* THE REQUEST:
Reproduce the data below verbatim, line for line and in the same order.

----- EXERCISE INPUT -----

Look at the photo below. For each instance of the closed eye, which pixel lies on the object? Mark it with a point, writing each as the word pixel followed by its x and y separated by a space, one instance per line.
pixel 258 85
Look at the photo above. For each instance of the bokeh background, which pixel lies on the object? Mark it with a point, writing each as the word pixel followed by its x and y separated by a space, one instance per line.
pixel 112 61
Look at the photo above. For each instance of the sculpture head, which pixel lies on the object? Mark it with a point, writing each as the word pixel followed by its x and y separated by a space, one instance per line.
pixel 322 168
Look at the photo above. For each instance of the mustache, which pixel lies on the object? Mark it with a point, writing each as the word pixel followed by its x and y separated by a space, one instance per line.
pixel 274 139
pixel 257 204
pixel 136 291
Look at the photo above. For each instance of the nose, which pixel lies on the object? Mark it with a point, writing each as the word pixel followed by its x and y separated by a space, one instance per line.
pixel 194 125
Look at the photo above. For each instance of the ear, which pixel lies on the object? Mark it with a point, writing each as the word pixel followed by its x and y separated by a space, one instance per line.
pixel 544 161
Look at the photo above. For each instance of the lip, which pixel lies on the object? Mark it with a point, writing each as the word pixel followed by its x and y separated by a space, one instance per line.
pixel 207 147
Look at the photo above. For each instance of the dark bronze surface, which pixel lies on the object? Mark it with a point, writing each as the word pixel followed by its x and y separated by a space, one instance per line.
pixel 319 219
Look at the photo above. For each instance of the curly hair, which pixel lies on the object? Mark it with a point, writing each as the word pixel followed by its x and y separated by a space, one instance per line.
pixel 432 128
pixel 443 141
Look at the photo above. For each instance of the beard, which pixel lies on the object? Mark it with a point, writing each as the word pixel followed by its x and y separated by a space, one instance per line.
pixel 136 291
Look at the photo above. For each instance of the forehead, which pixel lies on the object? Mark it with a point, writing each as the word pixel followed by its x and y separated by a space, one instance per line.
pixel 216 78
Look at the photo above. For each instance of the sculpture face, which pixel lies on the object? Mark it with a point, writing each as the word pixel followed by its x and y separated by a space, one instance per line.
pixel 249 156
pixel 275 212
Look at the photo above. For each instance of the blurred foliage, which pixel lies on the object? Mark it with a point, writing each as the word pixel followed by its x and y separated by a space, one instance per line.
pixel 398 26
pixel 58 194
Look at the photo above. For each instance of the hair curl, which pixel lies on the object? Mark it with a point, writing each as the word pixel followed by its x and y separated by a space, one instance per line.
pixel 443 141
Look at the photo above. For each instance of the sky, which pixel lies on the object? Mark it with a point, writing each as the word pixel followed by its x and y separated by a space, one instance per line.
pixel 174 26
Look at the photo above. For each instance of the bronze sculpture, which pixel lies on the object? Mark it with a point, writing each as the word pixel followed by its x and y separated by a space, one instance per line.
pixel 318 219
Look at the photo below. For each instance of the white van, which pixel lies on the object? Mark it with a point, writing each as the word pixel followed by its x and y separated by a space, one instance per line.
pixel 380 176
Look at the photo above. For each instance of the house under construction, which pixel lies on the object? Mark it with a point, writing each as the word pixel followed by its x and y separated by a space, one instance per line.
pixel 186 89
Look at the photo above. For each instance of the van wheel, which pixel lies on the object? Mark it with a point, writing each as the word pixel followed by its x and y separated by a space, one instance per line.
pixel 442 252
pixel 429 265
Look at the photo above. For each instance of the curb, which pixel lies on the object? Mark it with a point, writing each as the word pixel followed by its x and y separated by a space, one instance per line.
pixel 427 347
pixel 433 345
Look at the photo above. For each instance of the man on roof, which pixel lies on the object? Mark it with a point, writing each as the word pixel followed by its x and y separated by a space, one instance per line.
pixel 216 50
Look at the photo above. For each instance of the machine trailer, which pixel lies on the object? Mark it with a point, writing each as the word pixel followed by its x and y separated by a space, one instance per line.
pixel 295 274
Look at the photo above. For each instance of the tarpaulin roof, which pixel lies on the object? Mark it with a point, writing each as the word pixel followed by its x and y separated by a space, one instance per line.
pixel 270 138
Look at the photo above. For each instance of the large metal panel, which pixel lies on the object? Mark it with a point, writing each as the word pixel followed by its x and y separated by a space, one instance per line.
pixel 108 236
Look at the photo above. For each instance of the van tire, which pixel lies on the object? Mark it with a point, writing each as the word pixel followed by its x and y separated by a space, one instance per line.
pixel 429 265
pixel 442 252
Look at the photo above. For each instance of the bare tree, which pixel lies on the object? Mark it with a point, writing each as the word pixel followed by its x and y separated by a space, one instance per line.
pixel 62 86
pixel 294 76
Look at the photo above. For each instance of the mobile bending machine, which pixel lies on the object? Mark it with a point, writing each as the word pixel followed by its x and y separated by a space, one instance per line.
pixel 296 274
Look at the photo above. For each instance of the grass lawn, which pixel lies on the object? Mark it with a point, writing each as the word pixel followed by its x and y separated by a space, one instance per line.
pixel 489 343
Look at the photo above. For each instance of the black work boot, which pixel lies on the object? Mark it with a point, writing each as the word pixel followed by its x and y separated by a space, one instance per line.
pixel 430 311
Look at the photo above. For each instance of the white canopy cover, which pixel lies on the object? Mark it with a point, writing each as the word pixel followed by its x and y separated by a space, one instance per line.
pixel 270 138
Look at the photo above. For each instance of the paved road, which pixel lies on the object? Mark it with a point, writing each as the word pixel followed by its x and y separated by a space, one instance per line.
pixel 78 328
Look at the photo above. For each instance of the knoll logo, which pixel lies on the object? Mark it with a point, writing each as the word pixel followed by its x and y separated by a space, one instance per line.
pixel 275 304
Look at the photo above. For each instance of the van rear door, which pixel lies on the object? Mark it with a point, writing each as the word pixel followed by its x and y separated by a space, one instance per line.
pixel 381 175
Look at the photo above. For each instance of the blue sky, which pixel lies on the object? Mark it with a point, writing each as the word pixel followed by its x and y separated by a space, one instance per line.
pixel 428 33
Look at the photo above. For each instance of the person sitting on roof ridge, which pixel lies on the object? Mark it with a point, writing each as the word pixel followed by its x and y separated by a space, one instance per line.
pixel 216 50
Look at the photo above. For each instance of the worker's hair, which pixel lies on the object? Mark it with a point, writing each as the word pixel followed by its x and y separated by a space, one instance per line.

-----

* RESULT FOR THIS TASK:
Look at the photo below. For each instance of the closed eye, which pixel lies on the object? Mark it with a point, writing each as the word pixel followed by its x and y separated by a space, one instance per line.
pixel 258 85
Look at the photo above. For each instance of the bokeh background, which pixel lies on the object? Mark it with a point, writing each as the word pixel followed by its x and y separated by a space, one instance per line.
pixel 112 61
Look at the photo above. For each instance of the sculpture head, which pixel lies on the object? Mark it with a point, writing each as the word pixel followed by its x and y separated by a space, one instance per line.
pixel 322 168
Look at the photo above. For each instance of the mustache, which pixel lies on the object? Mark it with a point, writing each as the word pixel followed by its x and y separated by a space, one instance per line.
pixel 274 139
pixel 257 204
pixel 136 291
Look at the photo above. For each instance of the nose, which pixel lies on the object? Mark it with a point, writing each as the word pixel followed by its x and y separated by a space, one instance per line.
pixel 194 125
Look at the photo above. For each instance of the ear, which pixel lies on the object? Mark it with a point, writing each as the word pixel followed by its x and y separated by a space, one instance per line.
pixel 544 161
Look at the photo above. For each instance of the lip, which pixel lies on the object? Mark it with a point, writing each as the word pixel followed by its x and y separated by a space, one instance per line.
pixel 207 147
Look at the photo above. For each instance of the dark bronze surface, which pixel lies on the object? Mark it with a point, writing each as the word pixel followed by its x and y separated by a space, one instance per line.
pixel 319 219
Look at the photo above. For each instance of the curly hair, which pixel lies on the object? Mark it with a point, writing each as the word pixel followed by its x and y separated by a space, one instance per line.
pixel 432 128
pixel 443 141
Look at the photo above. For each instance of the beard, which pixel lies on the object? Mark it with a point, writing each as the word pixel followed by its x and y separated by a space, one instance per line.
pixel 136 291
Look at the photo above. For each instance of the forehead, which pixel lies on the object? Mark it with a point, writing each as the word pixel followed by its x and y separated by a space, one instance per line.
pixel 216 78
Look at the photo above. For each instance of the sculpture face, which pixel lies on the object? Mark it with a point, writing each as the word pixel followed by its x and y separated by a space, one instance per line.
pixel 249 156
pixel 275 212
Look at the photo above. For each instance of the blurred foliage, which pixel lies on the object? Mark it with a point, writing each as the word pixel followed by its x and y separated by a space, one instance per line.
pixel 398 26
pixel 58 194
Look at the photo above. For each instance of the hair curl, which pixel lies on the object? Mark it with a point, writing each as the word pixel followed by its x and y separated by a space, one instance per line.
pixel 443 141
Look at the photo above. For each instance of the sky, which pixel lies on the object? Mark it with a point, writing each as the word pixel followed by its x and y separated by a space, one instance per line.
pixel 174 26
Look at the photo above. For each instance of the bronze sculpture, which pixel lies on the object? Mark it with a point, writing each as the word pixel followed by its x and y separated by a space, one instance per line.
pixel 318 219
Look at the photo below. For each instance of the white van, which pixel lies on the object? Mark it with a point, writing each as the word pixel followed by its x and y separated by a space, one instance per line.
pixel 380 176
Look at the photo above. For each instance of the house under construction, which pixel lies on the object? Mark it with a point, writing each as the word pixel followed by its x and y separated by a space, one instance per line.
pixel 186 89
Look at the photo above. For each instance of the van wheel, which pixel lies on the object? Mark it with a point, writing each as the word pixel followed by its x and y separated by a space, one instance per line.
pixel 442 252
pixel 429 265
Look at the photo above. For each instance of the curb, which pixel lies on the object? Mark it with a point, writing each as the word pixel followed by its x and y separated by a space, one instance per line.
pixel 427 347
pixel 433 345
Look at the photo above. For each instance of the man on roof, which pixel lies on the object? Mark it with a point, writing each as the word pixel followed by its x and y separated by a space, one instance per line.
pixel 216 50
Look at the photo above. For each instance of the machine trailer, which pixel lies on the object? Mark it with a point, writing each as the word pixel followed by its x and y separated by a space, one instance per line.
pixel 295 274
Look at the photo above. For each instance of the tarpaulin roof, which pixel lies on the object? Mark it with a point, writing each as the word pixel followed by its x and y separated by a space, one instance per line.
pixel 270 138
Look at the photo above. For each instance of the large metal panel, which pixel lies on the object? Mark it with a point, writing each as the word pixel followed by its x and y separated by a space, one instance per line.
pixel 108 236
Look at the photo above. For each instance of the van tire, which pixel lies on the object? Mark it with a point, writing each as the word pixel followed by its x and y separated by a space, one instance per line.
pixel 429 265
pixel 442 252
Look at the photo above. For each instance of the bare tree, which pixel lies on the object? Mark it with a point, writing each as the word pixel followed by its x and y separated by a space, one instance per line.
pixel 62 86
pixel 294 76
Look at the photo above. For each instance of the mobile bending machine, which pixel lies on the object? Mark it with a point, writing each as the word pixel followed by its x and y separated by a space, one instance per line.
pixel 296 274
Look at the photo above. For each instance of the grass lawn, which pixel lies on the object? Mark it with a point, writing each as the word pixel followed by its x and y separated by a space, one instance per line.
pixel 489 343
Look at the photo above. For each instance of the black work boot, which pixel lies on the object? Mark it with a point, writing each as the word pixel followed by its x and y separated by a space, one instance per line.
pixel 430 311
Look at the photo above. For each instance of the white canopy cover, which pixel lies on the object? Mark it with a point, writing each as the word pixel followed by its x and y separated by a space, one instance per line.
pixel 270 138
Look at the photo above. For each instance of the paved road, which pixel lies on the object? Mark it with a point, writing each as the word pixel followed by its x and y separated by a space, one instance per line.
pixel 78 328
Look at the photo above. For each instance of the knoll logo, which pixel lies on the object? Mark it with a point, writing each as the word pixel followed by its x and y separated by a space, one instance per line.
pixel 275 304
Look at the photo above. For each instance of the van rear door, which pixel lies on the object? Mark it with a point, writing each as the word pixel followed by its x and y separated by a space, one instance per line.
pixel 381 175
Look at the photo above. For each instance of the blue sky, which pixel lies on the object? Mark it with a point, writing each as the word pixel followed by its x and y separated by a space, one instance per line.
pixel 428 33
Look at the photo above. For each instance of the person sitting on roof ridge, which pixel lies on the object? Mark it with a point, writing each as the word pixel followed by its x and y separated by a space, one instance per line.
pixel 216 50
Look at the photo above. For each instance of the worker's hair, which pixel lies on the object? Mark it with a point, writing each as the word pixel followed by its x and y separated by a space, one instance per line.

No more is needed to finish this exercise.